Exercise = Copy out the listing below, substituting "snug bounding box" for each occurrence of "tight bounding box" and leaving everything else unchanged.

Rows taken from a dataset
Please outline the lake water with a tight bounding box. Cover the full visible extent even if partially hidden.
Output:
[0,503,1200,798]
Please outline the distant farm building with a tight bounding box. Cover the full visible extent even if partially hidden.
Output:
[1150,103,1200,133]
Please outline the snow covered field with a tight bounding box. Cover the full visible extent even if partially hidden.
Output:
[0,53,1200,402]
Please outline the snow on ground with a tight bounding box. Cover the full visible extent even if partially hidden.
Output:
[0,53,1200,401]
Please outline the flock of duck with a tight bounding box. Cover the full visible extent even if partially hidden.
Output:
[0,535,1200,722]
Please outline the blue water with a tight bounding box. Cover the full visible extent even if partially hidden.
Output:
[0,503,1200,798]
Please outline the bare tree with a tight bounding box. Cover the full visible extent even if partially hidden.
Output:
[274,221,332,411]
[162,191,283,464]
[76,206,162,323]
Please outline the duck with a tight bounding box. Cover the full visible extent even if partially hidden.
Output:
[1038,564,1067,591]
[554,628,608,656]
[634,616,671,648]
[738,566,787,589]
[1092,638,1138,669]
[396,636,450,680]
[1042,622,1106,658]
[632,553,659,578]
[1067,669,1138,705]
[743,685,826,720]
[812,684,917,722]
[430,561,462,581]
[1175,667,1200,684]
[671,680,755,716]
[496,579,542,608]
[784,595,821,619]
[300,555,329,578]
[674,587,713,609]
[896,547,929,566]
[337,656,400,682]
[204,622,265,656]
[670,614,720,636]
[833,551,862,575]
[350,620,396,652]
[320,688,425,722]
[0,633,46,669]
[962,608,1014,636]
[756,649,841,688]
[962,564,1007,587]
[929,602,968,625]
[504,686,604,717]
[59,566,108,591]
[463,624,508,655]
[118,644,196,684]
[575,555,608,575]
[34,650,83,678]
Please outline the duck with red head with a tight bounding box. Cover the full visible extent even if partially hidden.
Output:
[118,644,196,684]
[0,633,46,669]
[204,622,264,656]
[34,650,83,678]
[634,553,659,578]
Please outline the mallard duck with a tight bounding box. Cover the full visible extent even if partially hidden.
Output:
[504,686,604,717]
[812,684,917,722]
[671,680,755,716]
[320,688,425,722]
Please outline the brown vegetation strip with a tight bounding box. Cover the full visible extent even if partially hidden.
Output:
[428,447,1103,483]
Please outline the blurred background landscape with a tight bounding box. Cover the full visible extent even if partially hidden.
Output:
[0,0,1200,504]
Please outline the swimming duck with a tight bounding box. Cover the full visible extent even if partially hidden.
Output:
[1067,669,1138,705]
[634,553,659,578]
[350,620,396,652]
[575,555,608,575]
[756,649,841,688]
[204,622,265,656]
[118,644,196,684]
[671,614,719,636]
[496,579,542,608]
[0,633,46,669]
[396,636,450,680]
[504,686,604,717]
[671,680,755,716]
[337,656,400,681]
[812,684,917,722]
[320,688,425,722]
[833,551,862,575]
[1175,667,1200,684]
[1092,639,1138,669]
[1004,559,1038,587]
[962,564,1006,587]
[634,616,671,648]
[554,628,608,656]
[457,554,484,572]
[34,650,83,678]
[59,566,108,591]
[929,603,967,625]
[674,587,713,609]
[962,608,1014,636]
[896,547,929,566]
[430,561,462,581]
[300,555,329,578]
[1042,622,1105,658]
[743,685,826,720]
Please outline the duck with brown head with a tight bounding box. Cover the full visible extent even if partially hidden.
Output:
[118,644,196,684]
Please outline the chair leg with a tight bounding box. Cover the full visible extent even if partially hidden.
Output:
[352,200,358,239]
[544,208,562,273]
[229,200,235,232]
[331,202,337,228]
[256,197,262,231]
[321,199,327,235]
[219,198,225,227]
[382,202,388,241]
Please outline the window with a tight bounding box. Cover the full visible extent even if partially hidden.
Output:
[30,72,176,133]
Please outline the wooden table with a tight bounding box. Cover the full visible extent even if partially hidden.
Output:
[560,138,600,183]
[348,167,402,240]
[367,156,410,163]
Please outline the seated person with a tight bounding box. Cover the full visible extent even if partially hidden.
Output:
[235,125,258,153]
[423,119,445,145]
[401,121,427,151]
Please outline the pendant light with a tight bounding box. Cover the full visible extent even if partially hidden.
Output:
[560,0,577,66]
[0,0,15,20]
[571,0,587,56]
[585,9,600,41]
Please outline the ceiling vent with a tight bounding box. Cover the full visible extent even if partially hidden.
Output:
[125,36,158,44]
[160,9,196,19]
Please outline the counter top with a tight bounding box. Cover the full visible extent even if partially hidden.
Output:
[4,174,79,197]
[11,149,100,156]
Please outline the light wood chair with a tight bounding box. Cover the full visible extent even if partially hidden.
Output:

Worked answer =
Please outline the lake water with a snug bounding box. Cover the full visible extent even if partially hidden.
Output:
[0,503,1200,798]
Please outline the distant farm building with a snug bounding box. Cover the full visible extent even if partially hidden.
Output:
[1150,103,1200,133]
Please outline the snow covered field with a snug bounding box. Cover the full visible extent even if partially hidden.
Output:
[0,53,1200,402]
Please outline the snow on ground with a snug bounding box. Cover the full visible extent even if partially hidden.
Output:
[0,53,1200,401]
Please outline the flock of duck with a snug bounding box. Cover the full visible extent even if partially hidden.
Output:
[0,535,1200,722]
Please outline the blue water with a snug bounding box. Cover the full visible extent even if partially hidden.
Output:
[0,503,1200,798]
Please outline the bare tree with a snug bounding box. Cover the full visible extent even if partially hidden.
Output:
[274,221,332,411]
[162,191,283,464]
[76,206,162,323]
Please outline the duck with a snug bounding box. Cover the full visible extent even if partially hidden.
Output:
[1038,564,1067,591]
[554,628,608,656]
[634,616,671,648]
[738,566,787,589]
[1092,638,1138,669]
[396,636,450,680]
[1042,622,1106,658]
[632,553,659,578]
[1067,669,1138,705]
[743,685,826,720]
[812,684,917,722]
[430,561,462,581]
[1175,667,1200,684]
[671,680,755,716]
[496,579,542,608]
[784,595,821,619]
[300,555,329,578]
[674,587,713,609]
[896,547,929,566]
[337,656,400,682]
[204,622,265,656]
[670,614,720,636]
[833,551,862,575]
[350,620,396,652]
[320,688,425,722]
[0,633,46,669]
[962,608,1014,636]
[756,649,841,688]
[962,564,1007,587]
[929,602,968,625]
[504,686,604,717]
[59,566,108,591]
[463,624,508,655]
[118,644,196,684]
[575,555,608,575]
[34,650,83,678]
Please outline the duck with red head with a snug bounding box. Cover the full visible extent even if partially hidden.
Output:
[118,644,196,684]
[0,633,46,669]
[204,622,264,656]
[34,650,83,678]
[634,553,659,578]
Please outline the mallard duck with a snug bounding box. Cover the full visible extent even if partially hidden.
Output:
[504,686,604,717]
[812,684,917,722]
[671,680,755,716]
[320,688,425,722]
Please outline the brown vegetation strip with a snug bounding box. Cover the full visible extent even if partially hidden.
Output:
[428,447,1103,483]
Please outline the blurred background landscape with a snug bounding box. Cover the full visible extent even if partially hidden.
Output:
[0,0,1200,504]
Please outline the swimming duck with a snug bounding box. Cover the full visible extent even if partially hidden.
Output:
[1067,669,1138,705]
[634,553,659,578]
[350,620,396,652]
[575,555,608,575]
[756,649,841,688]
[204,622,265,656]
[118,644,196,684]
[671,614,719,636]
[496,579,542,608]
[0,633,46,669]
[396,636,450,680]
[504,686,604,717]
[671,680,755,716]
[337,656,400,681]
[812,684,917,722]
[320,688,425,722]
[833,551,862,575]
[1175,667,1200,684]
[1092,639,1138,669]
[1004,559,1038,587]
[962,564,1006,587]
[634,616,671,648]
[554,628,608,656]
[457,554,484,572]
[34,650,83,678]
[59,566,108,591]
[929,603,967,625]
[674,587,713,609]
[962,608,1014,636]
[896,547,929,566]
[430,561,462,581]
[300,555,329,578]
[1042,622,1105,658]
[743,685,826,720]
Please outline the duck with brown head with a snug bounding box. Cover the full visible extent even if partially hidden.
Output:
[118,644,196,684]
Please outline the chair leg with a snug bounding box. Cover the full visible extent even if partially hidden.
Output:
[352,200,358,239]
[544,208,562,273]
[229,200,235,232]
[331,202,337,228]
[256,197,262,231]
[321,199,327,235]
[219,198,225,227]
[382,202,388,241]
Please outline the window with a snug bounding box. Cover the full visible extent even if partially hidden.
Output:
[30,72,176,133]
Please outline the wooden table with a snug bounding box. Cover the full visible extent even if partially hidden.
Output:
[560,138,600,183]
[348,167,402,240]
[367,156,410,163]
Please outline the seated person with a snug bounding box. Cover the full visible extent even if partially hidden.
Output:
[235,125,258,153]
[423,119,445,145]
[401,121,427,151]
Please outline the pendant light with a snug bounding box. Cover the full visible extent even if partially hidden.
Output:
[560,0,577,66]
[0,0,15,20]
[571,0,587,56]
[585,9,600,41]
Please outline the ceiling vent with a snug bounding box. Cover the full visible extent even if partially hidden.
Output:
[125,36,158,44]
[160,9,196,19]
Please outline the counter top with a snug bounding box. Cover the full visible extent even if partially hidden.
Output:
[4,174,79,197]
[11,149,100,156]
Please outline the light wood chair with a snug bounding box. Cover the full visible extent even if partially hidden.
Output:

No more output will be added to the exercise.